*Prompt*.
Go through the records below and return each line that has "query" in it.

(Region pointing data)

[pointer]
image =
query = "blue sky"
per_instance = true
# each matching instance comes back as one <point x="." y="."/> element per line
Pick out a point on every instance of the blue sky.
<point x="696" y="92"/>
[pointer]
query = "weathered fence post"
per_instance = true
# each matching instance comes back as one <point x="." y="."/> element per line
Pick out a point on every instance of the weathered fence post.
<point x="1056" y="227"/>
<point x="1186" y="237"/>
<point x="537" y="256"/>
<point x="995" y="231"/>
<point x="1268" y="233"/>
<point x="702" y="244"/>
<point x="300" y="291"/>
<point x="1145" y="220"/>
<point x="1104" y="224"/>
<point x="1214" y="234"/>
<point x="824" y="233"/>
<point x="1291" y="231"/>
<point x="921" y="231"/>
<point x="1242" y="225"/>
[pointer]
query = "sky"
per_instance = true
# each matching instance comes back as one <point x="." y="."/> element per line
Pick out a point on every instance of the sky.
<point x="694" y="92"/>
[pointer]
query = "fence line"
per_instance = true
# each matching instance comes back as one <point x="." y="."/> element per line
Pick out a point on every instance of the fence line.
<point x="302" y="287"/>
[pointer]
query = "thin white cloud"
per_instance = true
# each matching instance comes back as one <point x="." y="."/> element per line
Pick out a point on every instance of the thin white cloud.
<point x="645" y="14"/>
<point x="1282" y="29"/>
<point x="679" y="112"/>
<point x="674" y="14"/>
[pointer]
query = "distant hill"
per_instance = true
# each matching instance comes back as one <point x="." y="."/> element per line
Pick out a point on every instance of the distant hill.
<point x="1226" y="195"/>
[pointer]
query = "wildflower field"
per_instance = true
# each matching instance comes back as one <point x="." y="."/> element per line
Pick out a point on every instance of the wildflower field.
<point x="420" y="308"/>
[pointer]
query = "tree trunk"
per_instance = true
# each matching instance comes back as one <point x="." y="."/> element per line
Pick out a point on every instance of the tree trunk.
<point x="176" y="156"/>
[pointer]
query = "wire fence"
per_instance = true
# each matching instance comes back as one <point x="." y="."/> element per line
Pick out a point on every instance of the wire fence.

*Your solution*.
query = "blue sky"
query = "weathered fence post"
query = "sky"
query = "fence line"
query = "thin white cloud"
query = "distant hill"
query = "wildflower field"
query = "tree trunk"
query = "wire fence"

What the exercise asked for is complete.